### PROBLEM DETAILS
Your result should be the lines holding the word "curtain", copied from the entries below.

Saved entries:
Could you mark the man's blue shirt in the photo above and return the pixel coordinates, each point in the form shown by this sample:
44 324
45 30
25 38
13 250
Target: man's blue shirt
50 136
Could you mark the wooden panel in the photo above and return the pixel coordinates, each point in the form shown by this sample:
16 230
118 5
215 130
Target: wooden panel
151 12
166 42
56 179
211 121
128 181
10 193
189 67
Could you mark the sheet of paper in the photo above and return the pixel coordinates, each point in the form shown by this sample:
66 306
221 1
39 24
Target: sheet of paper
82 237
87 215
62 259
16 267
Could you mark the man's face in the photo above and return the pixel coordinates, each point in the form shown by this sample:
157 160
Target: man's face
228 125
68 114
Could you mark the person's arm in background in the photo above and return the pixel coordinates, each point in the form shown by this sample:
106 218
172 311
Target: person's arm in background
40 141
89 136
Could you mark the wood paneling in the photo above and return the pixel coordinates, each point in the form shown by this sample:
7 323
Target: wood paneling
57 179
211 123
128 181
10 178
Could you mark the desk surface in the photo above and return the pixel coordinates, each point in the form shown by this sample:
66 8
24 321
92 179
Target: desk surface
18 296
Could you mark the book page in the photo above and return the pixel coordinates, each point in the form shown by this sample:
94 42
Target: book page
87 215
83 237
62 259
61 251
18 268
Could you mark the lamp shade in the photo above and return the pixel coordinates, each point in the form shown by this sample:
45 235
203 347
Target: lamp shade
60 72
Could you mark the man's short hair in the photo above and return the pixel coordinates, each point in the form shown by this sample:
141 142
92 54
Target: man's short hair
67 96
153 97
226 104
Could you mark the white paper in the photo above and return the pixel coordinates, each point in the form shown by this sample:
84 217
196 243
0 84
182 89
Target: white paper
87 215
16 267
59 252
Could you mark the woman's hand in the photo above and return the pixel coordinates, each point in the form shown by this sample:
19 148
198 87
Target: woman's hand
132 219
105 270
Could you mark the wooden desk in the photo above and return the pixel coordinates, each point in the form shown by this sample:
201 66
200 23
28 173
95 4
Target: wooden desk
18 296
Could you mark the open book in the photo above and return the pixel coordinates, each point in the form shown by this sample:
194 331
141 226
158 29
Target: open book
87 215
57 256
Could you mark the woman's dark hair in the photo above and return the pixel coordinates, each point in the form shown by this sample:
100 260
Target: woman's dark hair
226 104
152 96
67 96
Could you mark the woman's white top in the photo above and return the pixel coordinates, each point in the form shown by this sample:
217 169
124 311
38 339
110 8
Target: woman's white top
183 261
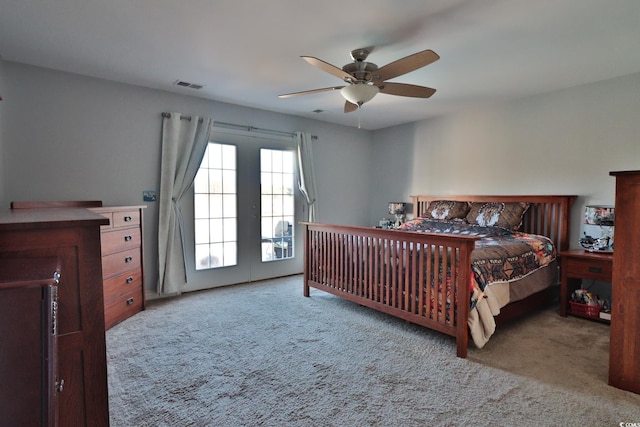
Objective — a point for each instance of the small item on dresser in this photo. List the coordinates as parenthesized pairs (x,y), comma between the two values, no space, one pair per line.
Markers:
(584,303)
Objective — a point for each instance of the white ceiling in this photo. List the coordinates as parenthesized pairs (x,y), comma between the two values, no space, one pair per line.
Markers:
(247,52)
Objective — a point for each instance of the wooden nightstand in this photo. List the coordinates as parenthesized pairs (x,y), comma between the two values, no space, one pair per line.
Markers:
(577,264)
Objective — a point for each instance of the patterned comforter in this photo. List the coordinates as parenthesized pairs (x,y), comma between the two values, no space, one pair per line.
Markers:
(499,256)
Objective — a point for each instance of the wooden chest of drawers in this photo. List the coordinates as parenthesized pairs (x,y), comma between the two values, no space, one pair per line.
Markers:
(122,266)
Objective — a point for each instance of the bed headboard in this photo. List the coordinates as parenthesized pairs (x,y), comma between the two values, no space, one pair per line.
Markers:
(547,215)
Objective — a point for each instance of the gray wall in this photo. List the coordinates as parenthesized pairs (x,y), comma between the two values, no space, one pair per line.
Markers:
(70,137)
(64,136)
(565,142)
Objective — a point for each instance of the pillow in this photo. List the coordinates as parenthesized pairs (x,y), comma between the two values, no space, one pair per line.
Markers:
(506,215)
(446,210)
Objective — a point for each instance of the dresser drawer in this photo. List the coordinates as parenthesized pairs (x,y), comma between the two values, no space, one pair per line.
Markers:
(589,269)
(126,218)
(120,240)
(121,262)
(122,308)
(115,288)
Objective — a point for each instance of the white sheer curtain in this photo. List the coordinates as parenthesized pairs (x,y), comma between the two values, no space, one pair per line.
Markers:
(184,141)
(306,173)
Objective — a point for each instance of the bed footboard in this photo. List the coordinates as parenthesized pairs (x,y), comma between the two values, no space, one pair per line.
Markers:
(419,277)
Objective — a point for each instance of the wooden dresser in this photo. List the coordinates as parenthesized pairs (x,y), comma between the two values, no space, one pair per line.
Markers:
(122,262)
(34,243)
(624,349)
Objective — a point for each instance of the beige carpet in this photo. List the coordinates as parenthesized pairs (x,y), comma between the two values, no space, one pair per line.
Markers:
(263,355)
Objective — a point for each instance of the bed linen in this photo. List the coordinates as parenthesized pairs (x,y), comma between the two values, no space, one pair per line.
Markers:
(506,266)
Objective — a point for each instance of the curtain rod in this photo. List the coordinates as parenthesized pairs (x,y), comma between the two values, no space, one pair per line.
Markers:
(248,128)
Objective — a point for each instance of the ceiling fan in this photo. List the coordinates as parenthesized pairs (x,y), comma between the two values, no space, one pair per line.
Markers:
(365,79)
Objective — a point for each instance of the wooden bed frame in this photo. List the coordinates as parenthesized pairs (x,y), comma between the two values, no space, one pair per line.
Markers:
(364,265)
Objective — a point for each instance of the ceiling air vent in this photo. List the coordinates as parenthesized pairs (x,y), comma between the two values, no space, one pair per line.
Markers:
(187,84)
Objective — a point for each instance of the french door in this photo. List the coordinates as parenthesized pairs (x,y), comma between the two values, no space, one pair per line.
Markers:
(241,223)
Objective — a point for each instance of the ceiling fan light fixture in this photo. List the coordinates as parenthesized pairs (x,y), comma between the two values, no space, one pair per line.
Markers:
(359,93)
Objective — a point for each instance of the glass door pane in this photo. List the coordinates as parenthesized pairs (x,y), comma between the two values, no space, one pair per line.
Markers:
(215,201)
(277,213)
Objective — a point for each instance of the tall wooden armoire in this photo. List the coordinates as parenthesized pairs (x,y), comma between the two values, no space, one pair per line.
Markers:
(36,243)
(624,351)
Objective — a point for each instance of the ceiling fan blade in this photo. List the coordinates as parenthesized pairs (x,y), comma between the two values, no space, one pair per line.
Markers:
(331,69)
(404,65)
(307,92)
(404,89)
(350,107)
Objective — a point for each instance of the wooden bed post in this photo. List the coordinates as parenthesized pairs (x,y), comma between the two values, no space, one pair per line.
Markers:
(306,258)
(462,295)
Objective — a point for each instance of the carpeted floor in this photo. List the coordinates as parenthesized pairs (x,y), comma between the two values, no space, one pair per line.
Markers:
(263,355)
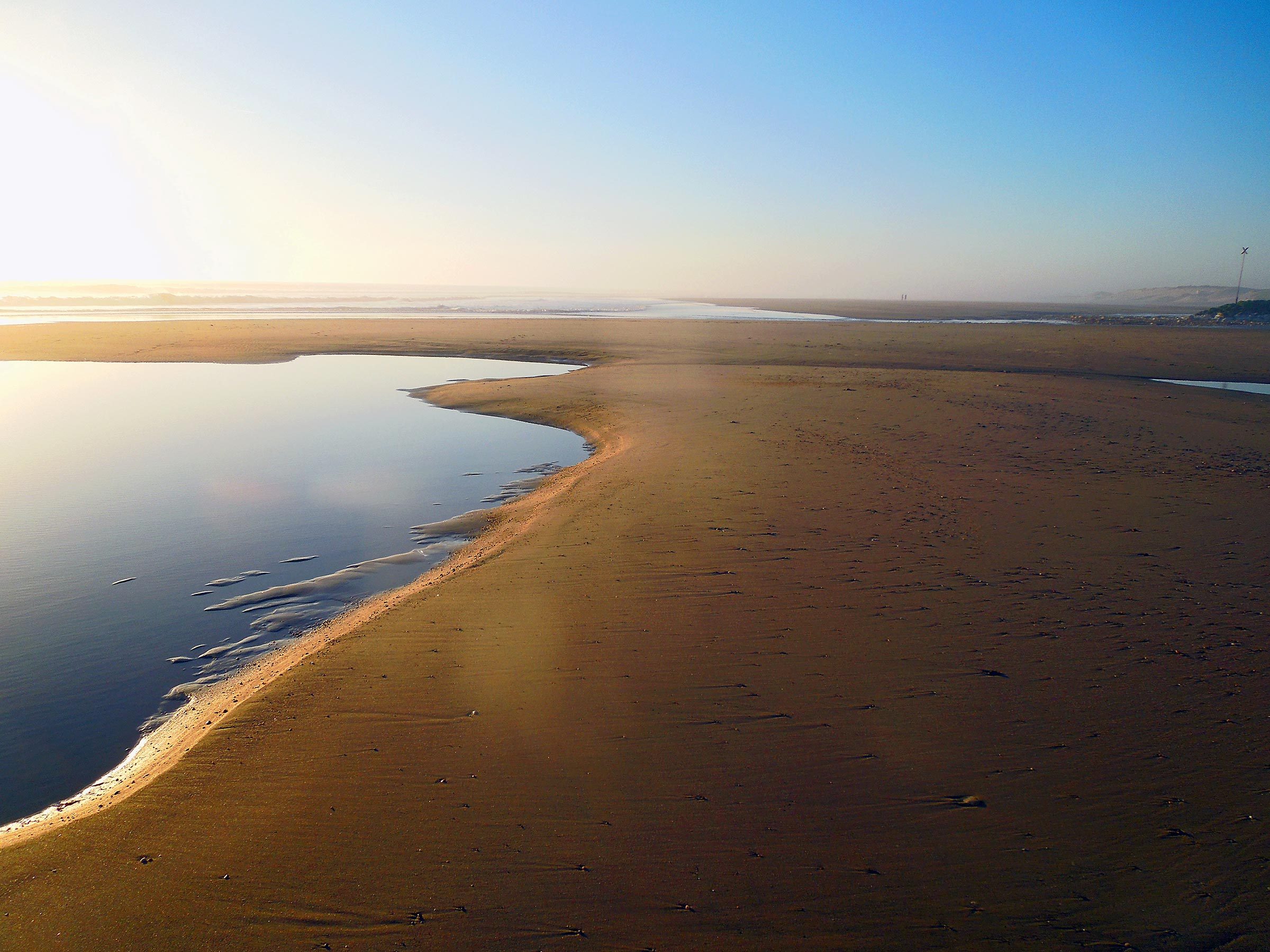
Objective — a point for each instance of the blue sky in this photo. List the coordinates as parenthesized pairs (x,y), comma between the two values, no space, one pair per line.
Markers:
(940,150)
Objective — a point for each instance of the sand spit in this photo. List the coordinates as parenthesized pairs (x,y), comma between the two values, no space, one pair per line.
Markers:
(741,686)
(332,582)
(471,537)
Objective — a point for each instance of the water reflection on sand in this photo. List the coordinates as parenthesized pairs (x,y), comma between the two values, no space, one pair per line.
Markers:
(275,494)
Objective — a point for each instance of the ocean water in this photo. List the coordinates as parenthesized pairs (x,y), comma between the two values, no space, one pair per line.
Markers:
(283,492)
(1221,385)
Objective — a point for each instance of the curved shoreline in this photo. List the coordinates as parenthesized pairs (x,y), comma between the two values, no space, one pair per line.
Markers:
(158,752)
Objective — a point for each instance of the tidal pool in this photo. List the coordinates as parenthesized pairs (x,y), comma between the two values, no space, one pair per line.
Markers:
(137,497)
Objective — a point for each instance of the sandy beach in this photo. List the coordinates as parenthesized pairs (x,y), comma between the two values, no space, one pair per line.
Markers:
(850,636)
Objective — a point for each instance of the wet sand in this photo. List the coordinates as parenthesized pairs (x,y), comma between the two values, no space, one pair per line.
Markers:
(852,636)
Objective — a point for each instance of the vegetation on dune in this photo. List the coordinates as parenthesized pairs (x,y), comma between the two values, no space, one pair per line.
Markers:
(1246,312)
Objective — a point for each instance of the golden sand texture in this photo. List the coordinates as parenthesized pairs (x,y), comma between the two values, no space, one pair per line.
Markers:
(893,639)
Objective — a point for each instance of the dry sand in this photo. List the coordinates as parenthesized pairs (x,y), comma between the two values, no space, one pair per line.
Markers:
(851,638)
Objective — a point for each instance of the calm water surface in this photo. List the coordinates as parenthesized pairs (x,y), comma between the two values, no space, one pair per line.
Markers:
(1222,385)
(179,477)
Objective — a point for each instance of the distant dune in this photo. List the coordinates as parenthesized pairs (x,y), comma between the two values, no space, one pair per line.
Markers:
(1184,296)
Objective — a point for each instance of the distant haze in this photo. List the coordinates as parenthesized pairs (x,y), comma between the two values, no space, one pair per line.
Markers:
(1185,296)
(945,151)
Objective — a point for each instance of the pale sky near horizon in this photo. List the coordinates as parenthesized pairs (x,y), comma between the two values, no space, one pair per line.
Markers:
(976,150)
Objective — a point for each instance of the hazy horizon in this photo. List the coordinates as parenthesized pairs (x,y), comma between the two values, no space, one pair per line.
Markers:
(818,150)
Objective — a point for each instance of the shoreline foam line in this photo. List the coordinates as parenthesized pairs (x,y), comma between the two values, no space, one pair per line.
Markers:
(159,750)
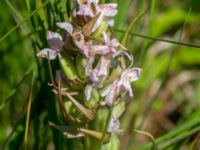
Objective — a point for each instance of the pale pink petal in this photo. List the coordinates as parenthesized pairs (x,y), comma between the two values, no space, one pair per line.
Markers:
(54,41)
(131,74)
(85,10)
(88,67)
(88,91)
(113,125)
(106,37)
(112,94)
(47,53)
(100,72)
(65,26)
(107,90)
(98,22)
(109,10)
(101,49)
(110,22)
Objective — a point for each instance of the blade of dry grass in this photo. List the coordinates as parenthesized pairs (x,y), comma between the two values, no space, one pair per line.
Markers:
(28,112)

### YOUR RESPONSE
Objective — a point for each instance of the white sheer curtain in this photo. List the coordinates as parenthesized pairs (x,y), comma between the two values, no space, one pair per line.
Objective — a point for each instance of the curtain rod in this photo. List the coordinates as parenthesized pairs (x,y), comma between the two values, no space, one pair per line.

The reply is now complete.